**Passage to read:**
****************

Lung ultrasonography is easy to learn, simple to perform, and has strong clinical utility for the critical care clinician. Interestingly, radiologists have not been instrumental in developing critical care applications of lung ultrasonography. Perhaps because lung ultrasonography in the intensive care unit (ICU) is a purely bedside technique, it required a frontline ICU clinician to develop the field. Dr. Daniel Lichtenstein is responsible for developing critical care lung ultrasonography. In the 1990s, he established the principles of the field and developed the semiology of lung ultrasonography that is in current use.1 Based on his original and continued work, in the past few years there have been numerous published studies from other groups, which have served to validate and expand the field. This section will review critical care applications of lung ultrasonography.
Basic Principles of Lung Ultrasonography
Air is the enemy of the ultrasonographer. There is a large difference in the acoustic impedance and velocity of ultrasound between tissue and air. This leads to complete reflection of the ultrasound wave at the first air–tissue interface. When combined with the unfavorable attenuation coefficient of air, this leads to a pattern of repeating horizontal lines consistent with a reverberation artifact or a homogeneous amorphic grayness that occupies the ultrasound screen deep to the tissue–air interface. This frustrates any attempt to scan through air to deeper body structures.
The alveolar lung parenchyma is normally filled with air; so well-aerated lung is not visible as a discreet structural entity with ultrasonography, as the ultrasound waves are blocked and reflected by air. When a disease process reduces the amount of air within the lung, ultrasound findings change in a predictable fashion. Atelectatic lung is airless so it appears as a discrete structure with tissue echogenicity. Likewise, lung that is consolidated from pneumonia appears as a well-defined hyperechoic structure. Lung that is edematous, though still aerated, has ultrasonographic findings that are different from normally aerated lung. One of the limitations of lung ultrasonography is that abnormalities that do not involve the pleural surface cannot be visualized, such as focal lesions surrounded by aerated lung. Fortunately, most lung processes that are of interest to the intensivist (e.g., pneumonia, hydrostatic pulmonary edema, lesional edema) extend to the periphery of the lung.

****************

**Prompt A:** According to the passage on lung ultrasonography, who is responsible for developing critical care lung ultrasonography?
**Prompt B:** Reproduce the part of the passage on lung ultrasonography that begins with the words "Basic Principles of" and ends after the words "deeper body structures.".
The items come from a source separate from the passage on lung ultrasonography.

****************

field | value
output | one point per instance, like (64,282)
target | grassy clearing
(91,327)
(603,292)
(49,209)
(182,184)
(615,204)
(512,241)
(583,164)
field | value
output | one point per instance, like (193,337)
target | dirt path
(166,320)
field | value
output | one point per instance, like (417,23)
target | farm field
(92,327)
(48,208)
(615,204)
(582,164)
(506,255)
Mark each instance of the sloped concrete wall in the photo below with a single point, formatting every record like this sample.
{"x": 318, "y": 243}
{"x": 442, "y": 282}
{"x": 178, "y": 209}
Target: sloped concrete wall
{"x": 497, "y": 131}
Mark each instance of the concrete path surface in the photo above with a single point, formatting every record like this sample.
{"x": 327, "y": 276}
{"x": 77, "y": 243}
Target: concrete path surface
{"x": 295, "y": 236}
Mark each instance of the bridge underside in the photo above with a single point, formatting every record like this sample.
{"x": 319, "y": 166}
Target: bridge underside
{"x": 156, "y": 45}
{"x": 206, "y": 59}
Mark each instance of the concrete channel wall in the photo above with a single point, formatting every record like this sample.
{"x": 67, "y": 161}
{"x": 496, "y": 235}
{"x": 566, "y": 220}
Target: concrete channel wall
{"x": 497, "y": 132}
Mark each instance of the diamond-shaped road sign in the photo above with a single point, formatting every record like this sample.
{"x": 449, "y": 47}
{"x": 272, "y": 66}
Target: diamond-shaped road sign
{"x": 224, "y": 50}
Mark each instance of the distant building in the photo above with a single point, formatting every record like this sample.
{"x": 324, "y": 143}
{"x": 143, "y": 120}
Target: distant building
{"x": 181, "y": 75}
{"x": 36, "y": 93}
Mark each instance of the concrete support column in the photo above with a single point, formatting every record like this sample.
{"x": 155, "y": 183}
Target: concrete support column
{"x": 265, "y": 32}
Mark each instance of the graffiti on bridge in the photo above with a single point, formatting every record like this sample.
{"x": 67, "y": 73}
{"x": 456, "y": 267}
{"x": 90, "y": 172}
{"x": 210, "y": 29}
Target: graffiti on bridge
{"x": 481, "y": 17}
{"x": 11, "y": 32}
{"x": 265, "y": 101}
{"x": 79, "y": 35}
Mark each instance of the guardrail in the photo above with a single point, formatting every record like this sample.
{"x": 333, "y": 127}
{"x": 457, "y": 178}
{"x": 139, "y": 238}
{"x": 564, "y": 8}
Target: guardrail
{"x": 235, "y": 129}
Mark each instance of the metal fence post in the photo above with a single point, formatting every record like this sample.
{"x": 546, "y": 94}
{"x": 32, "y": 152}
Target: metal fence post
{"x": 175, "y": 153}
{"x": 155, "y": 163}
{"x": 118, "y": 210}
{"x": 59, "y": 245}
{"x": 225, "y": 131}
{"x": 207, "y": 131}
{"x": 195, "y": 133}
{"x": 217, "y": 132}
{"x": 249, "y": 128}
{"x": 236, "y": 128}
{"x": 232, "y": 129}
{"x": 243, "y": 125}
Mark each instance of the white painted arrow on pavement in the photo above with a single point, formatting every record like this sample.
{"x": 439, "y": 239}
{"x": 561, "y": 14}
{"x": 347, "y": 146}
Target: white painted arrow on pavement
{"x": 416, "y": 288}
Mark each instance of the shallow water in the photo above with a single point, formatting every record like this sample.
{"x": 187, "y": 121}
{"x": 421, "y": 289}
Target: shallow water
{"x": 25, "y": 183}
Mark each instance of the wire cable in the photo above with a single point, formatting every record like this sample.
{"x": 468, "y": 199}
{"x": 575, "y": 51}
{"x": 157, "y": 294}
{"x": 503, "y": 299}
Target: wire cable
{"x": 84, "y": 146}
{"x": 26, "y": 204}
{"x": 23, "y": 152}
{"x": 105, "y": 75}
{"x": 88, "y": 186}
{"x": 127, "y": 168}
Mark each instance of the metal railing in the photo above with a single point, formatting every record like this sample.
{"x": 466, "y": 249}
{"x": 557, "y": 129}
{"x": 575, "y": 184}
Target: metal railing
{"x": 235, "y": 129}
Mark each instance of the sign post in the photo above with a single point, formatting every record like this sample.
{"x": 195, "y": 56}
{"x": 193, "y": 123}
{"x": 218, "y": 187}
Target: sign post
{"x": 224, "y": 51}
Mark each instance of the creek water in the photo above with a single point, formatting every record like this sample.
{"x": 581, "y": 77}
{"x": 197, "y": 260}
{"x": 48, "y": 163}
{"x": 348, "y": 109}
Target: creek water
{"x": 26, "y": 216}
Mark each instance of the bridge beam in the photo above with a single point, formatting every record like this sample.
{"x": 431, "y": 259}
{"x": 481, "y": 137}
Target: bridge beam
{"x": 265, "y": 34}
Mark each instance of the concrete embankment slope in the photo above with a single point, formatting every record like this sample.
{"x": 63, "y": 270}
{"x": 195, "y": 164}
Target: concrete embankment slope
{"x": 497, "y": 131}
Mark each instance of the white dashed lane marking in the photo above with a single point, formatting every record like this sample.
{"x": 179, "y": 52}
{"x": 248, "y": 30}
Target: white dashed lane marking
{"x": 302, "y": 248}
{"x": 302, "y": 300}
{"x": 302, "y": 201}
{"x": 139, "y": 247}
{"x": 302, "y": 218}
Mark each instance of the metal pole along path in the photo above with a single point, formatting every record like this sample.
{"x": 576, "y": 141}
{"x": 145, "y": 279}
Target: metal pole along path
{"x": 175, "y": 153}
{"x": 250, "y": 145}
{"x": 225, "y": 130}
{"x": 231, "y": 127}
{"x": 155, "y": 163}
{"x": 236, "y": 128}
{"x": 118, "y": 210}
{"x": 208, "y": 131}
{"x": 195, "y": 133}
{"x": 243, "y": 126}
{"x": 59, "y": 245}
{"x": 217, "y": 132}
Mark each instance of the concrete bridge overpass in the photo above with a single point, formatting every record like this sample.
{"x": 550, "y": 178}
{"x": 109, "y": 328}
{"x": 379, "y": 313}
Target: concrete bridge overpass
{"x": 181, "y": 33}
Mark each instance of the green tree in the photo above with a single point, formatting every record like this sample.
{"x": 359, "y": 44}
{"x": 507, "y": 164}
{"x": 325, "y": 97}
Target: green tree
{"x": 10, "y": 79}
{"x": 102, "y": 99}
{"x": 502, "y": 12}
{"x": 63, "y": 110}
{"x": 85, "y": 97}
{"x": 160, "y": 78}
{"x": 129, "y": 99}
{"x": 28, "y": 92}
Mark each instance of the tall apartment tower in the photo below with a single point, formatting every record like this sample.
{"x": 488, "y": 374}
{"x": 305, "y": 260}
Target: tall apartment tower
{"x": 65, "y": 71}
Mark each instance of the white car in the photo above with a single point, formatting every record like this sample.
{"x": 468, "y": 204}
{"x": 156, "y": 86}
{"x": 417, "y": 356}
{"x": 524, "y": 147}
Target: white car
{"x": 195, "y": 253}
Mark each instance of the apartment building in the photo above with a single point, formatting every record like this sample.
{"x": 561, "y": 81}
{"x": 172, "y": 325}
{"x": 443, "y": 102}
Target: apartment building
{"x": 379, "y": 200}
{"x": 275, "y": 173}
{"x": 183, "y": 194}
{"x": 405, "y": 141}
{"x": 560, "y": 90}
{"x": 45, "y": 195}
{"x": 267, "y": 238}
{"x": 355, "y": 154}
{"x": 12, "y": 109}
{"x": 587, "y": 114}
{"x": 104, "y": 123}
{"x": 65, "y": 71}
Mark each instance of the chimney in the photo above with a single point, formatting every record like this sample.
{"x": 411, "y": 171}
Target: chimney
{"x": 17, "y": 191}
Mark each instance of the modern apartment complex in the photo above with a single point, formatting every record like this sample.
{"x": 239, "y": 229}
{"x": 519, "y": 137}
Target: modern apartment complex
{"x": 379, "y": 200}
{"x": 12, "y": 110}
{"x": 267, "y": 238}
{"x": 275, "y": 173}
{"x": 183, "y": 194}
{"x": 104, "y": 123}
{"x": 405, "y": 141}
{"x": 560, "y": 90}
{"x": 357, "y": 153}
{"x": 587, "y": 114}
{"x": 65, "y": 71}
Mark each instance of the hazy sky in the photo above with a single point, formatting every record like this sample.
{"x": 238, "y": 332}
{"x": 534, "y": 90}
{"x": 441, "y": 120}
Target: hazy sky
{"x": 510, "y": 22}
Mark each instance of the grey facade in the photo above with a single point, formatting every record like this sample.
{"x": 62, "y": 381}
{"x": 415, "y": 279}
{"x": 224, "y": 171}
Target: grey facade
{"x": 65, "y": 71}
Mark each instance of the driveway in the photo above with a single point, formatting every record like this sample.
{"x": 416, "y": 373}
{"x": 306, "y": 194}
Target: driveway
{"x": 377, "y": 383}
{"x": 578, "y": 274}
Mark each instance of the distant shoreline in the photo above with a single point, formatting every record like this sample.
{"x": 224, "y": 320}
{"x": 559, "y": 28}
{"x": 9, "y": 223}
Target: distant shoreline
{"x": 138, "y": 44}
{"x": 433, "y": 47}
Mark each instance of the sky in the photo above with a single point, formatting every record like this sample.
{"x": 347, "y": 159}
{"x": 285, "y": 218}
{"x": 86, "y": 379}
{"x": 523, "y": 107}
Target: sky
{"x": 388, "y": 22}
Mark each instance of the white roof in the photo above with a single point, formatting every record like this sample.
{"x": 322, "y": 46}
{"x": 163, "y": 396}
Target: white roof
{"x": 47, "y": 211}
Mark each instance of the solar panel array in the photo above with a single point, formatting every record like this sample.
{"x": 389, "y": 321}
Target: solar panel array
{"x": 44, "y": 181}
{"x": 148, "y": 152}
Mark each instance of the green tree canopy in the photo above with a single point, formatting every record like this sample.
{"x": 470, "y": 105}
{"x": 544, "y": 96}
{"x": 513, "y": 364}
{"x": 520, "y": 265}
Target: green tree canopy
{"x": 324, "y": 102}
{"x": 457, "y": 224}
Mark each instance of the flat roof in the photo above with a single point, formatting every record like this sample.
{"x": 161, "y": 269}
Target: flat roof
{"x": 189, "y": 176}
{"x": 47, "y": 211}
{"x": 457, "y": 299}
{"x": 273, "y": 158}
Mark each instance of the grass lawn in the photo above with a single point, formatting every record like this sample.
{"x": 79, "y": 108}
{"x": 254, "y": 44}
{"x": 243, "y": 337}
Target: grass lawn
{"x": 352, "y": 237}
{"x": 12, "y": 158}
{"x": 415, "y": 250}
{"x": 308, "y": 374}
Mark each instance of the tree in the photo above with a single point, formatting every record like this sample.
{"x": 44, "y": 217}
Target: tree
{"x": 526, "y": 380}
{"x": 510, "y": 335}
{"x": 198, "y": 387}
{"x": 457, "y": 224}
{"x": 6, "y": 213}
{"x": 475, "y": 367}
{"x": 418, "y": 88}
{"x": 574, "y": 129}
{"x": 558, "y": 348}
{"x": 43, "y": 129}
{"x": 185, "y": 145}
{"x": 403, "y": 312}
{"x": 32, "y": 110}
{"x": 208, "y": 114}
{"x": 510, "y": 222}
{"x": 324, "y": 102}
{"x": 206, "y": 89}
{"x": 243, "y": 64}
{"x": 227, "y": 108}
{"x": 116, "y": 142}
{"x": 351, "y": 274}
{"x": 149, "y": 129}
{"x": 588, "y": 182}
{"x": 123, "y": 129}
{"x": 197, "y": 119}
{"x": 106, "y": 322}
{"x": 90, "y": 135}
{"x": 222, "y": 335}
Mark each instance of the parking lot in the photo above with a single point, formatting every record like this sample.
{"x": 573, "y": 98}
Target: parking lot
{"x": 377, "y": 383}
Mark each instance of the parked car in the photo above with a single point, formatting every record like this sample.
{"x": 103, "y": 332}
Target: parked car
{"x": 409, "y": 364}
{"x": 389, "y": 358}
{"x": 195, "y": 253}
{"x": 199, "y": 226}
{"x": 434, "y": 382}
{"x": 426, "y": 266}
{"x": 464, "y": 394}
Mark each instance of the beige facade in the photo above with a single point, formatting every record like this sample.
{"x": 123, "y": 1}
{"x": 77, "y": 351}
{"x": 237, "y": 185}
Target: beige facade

****************

**Final answer A:** Dr. Daniel Lichtenstein

**Final answer B:**
Basic Principles of Lung Ultrasonography
Air is the enemy of the ultrasonographer. There is a large difference in the acoustic impedance and velocity of ultrasound between tissue and air. This leads to complete reflection of the ultrasound wave at the first air–tissue interface. When combined with the unfavorable attenuation coefficient of air, this leads to a pattern of repeating horizontal lines consistent with a reverberation artifact or a homogeneous amorphic grayness that occupies the ultrasound screen deep to the tissue–air interface. This frustrates any attempt to scan through air to deeper body structures.